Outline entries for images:
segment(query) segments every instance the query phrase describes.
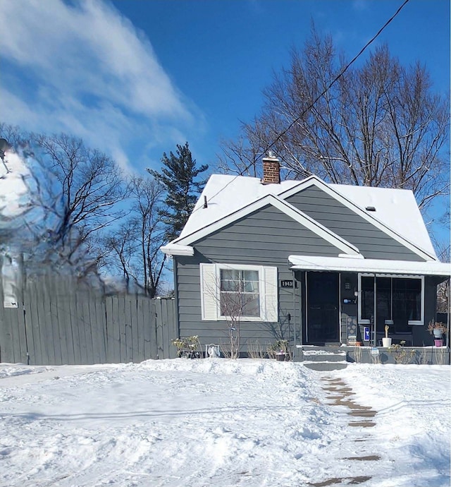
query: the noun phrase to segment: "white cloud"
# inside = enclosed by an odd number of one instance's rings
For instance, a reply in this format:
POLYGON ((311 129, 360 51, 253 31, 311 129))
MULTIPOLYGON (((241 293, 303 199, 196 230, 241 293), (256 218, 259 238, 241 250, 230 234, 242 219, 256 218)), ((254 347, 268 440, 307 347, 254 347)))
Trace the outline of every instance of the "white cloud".
POLYGON ((3 121, 82 137, 121 154, 124 166, 127 144, 183 143, 186 136, 174 134, 199 127, 199 110, 144 34, 113 7, 100 0, 16 0, 0 1, 0 16, 7 19, 0 49, 8 61, 3 121))

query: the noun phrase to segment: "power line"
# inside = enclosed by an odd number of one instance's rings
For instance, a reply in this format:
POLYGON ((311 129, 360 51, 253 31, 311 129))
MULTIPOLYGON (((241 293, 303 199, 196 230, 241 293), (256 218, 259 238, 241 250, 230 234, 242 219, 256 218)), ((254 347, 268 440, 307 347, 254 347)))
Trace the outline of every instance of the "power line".
MULTIPOLYGON (((366 49, 366 48, 372 44, 376 39, 377 37, 381 35, 382 31, 388 25, 392 20, 397 16, 397 14, 401 11, 402 8, 406 5, 409 1, 409 0, 405 0, 404 2, 401 5, 401 6, 396 11, 396 12, 385 22, 385 23, 379 29, 378 31, 377 34, 371 40, 369 40, 362 48, 360 49, 360 52, 359 52, 357 56, 354 57, 345 67, 344 69, 342 69, 337 76, 334 78, 334 80, 329 84, 329 85, 323 91, 323 92, 321 95, 319 95, 316 98, 311 102, 311 104, 306 108, 302 113, 301 114, 297 116, 296 119, 295 119, 291 124, 288 125, 288 126, 282 132, 280 132, 277 137, 274 139, 274 140, 268 145, 265 150, 264 150, 264 153, 266 152, 267 150, 269 150, 285 134, 295 125, 297 124, 303 116, 305 115, 305 114, 309 112, 311 109, 313 108, 313 107, 315 105, 316 102, 318 102, 320 98, 322 98, 326 93, 332 88, 332 86, 346 73, 346 71, 348 70, 348 68, 351 66, 352 64, 353 64, 360 57, 360 56, 364 53, 364 52, 366 49)), ((247 170, 247 169, 245 169, 247 170)))
MULTIPOLYGON (((337 76, 333 79, 333 80, 327 86, 327 88, 321 93, 321 95, 319 95, 310 104, 307 108, 306 108, 296 119, 295 119, 288 126, 285 128, 282 132, 278 133, 278 135, 274 138, 273 142, 271 142, 270 144, 268 144, 265 149, 263 150, 263 154, 266 152, 268 150, 269 150, 276 143, 278 140, 279 140, 283 136, 288 132, 288 131, 295 124, 297 124, 303 116, 305 115, 306 113, 307 113, 310 109, 313 108, 313 107, 315 105, 315 104, 327 93, 327 92, 330 89, 330 88, 345 74, 345 73, 349 69, 349 68, 362 56, 362 54, 364 52, 364 51, 367 49, 367 47, 371 44, 378 37, 381 35, 381 33, 384 30, 384 29, 395 19, 395 18, 399 14, 399 13, 402 10, 402 8, 405 6, 405 5, 409 3, 409 0, 404 0, 404 1, 402 4, 402 5, 398 8, 398 9, 395 12, 395 13, 385 22, 385 23, 379 29, 378 32, 366 44, 360 49, 360 52, 346 65, 346 66, 340 72, 337 76)), ((238 174, 237 174, 233 179, 230 181, 225 186, 223 186, 217 193, 215 193, 215 194, 213 195, 213 196, 211 196, 209 199, 212 200, 214 198, 217 196, 221 191, 223 191, 228 186, 230 186, 237 177, 240 176, 242 176, 243 173, 245 173, 246 171, 247 171, 251 166, 252 165, 252 162, 247 165, 245 169, 242 169, 238 174)), ((197 211, 197 210, 199 210, 202 208, 202 206, 199 206, 198 208, 196 210, 193 210, 192 213, 194 213, 195 211, 197 211)))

- [THE EXERCISE]
Pictures don't belong in the copy. Restate all the entries exactly.

- [ANSWER FOR THE TASK]
segment(query) segments every instance the query phrase describes.
query: the noun phrase to segment: "white cloud"
# inside = enclosed by an odd number of one instance's rings
For instance, a reply in this format:
POLYGON ((311 129, 360 51, 253 31, 311 129))
MULTIPOLYGON (((241 293, 303 199, 196 230, 241 293), (256 218, 259 238, 241 250, 230 234, 242 219, 256 218)), ((254 347, 268 440, 307 347, 254 347)))
Trace the outline of every instance of the "white cloud".
POLYGON ((3 121, 82 137, 121 154, 124 166, 127 144, 183 143, 186 136, 174 134, 199 127, 199 110, 144 34, 113 7, 100 0, 16 0, 0 1, 0 16, 7 19, 0 49, 8 61, 3 121))

query: the noun phrase to segment: "power line"
# inside = enclosed by an odd number of one instance's rings
For instance, a reply in this format:
POLYGON ((311 129, 360 51, 253 31, 311 129))
MULTIPOLYGON (((241 293, 303 199, 196 230, 241 293), (256 218, 259 238, 241 250, 230 234, 242 219, 256 218)), ((254 347, 268 440, 307 347, 254 347)))
Trace the outline of every instance of the "power line".
MULTIPOLYGON (((366 49, 366 48, 372 44, 376 39, 377 37, 381 35, 382 31, 388 25, 392 20, 397 16, 397 14, 401 11, 402 8, 406 5, 409 1, 409 0, 405 0, 404 2, 401 5, 401 6, 396 11, 396 12, 385 22, 385 23, 379 29, 378 31, 377 34, 371 40, 369 40, 362 48, 360 49, 360 52, 359 52, 357 56, 354 57, 345 67, 344 69, 342 69, 337 76, 334 78, 334 80, 329 84, 329 85, 323 91, 323 92, 321 95, 319 95, 316 98, 311 102, 311 104, 306 108, 302 113, 301 114, 297 116, 296 119, 295 119, 291 124, 288 125, 288 126, 282 132, 280 132, 277 137, 274 139, 274 140, 268 145, 265 150, 264 150, 264 153, 266 152, 267 150, 269 150, 285 134, 295 125, 297 124, 303 116, 305 115, 305 114, 309 112, 311 109, 313 108, 313 107, 315 105, 316 102, 318 102, 320 98, 322 98, 326 93, 332 88, 332 86, 346 73, 346 71, 348 70, 348 68, 351 66, 352 64, 353 64, 360 57, 360 56, 364 53, 364 52, 366 49)), ((247 170, 247 169, 245 169, 247 170)))
MULTIPOLYGON (((337 76, 333 79, 333 80, 327 86, 327 88, 321 93, 321 95, 319 95, 310 104, 307 108, 306 108, 296 119, 295 119, 288 126, 285 128, 282 132, 278 133, 278 135, 274 138, 273 142, 271 142, 270 144, 268 144, 265 149, 263 150, 263 154, 266 152, 268 150, 269 150, 276 143, 278 140, 279 140, 283 136, 288 132, 288 131, 295 124, 297 124, 303 116, 305 115, 306 113, 307 113, 310 109, 313 108, 313 107, 315 105, 315 104, 327 93, 327 92, 330 89, 330 88, 345 74, 345 73, 349 69, 349 68, 362 56, 362 54, 364 52, 364 51, 367 49, 367 47, 371 44, 378 37, 381 35, 381 33, 384 30, 384 29, 395 19, 395 18, 399 14, 399 13, 402 10, 402 8, 405 6, 405 5, 409 3, 409 0, 404 0, 404 1, 402 4, 402 5, 398 8, 398 9, 395 12, 395 13, 385 22, 385 23, 379 29, 378 32, 366 44, 360 49, 360 52, 346 65, 346 66, 340 72, 337 76)), ((238 174, 237 174, 233 179, 230 181, 225 186, 223 186, 217 193, 215 193, 215 194, 213 195, 213 196, 211 196, 209 199, 212 200, 214 198, 217 196, 221 191, 223 191, 228 186, 230 186, 237 177, 240 176, 242 176, 243 173, 245 173, 246 171, 247 171, 251 166, 252 165, 252 162, 247 165, 245 169, 242 169, 238 174)), ((197 211, 197 210, 199 210, 202 208, 202 206, 199 206, 198 208, 196 210, 193 210, 192 213, 194 213, 195 211, 197 211)))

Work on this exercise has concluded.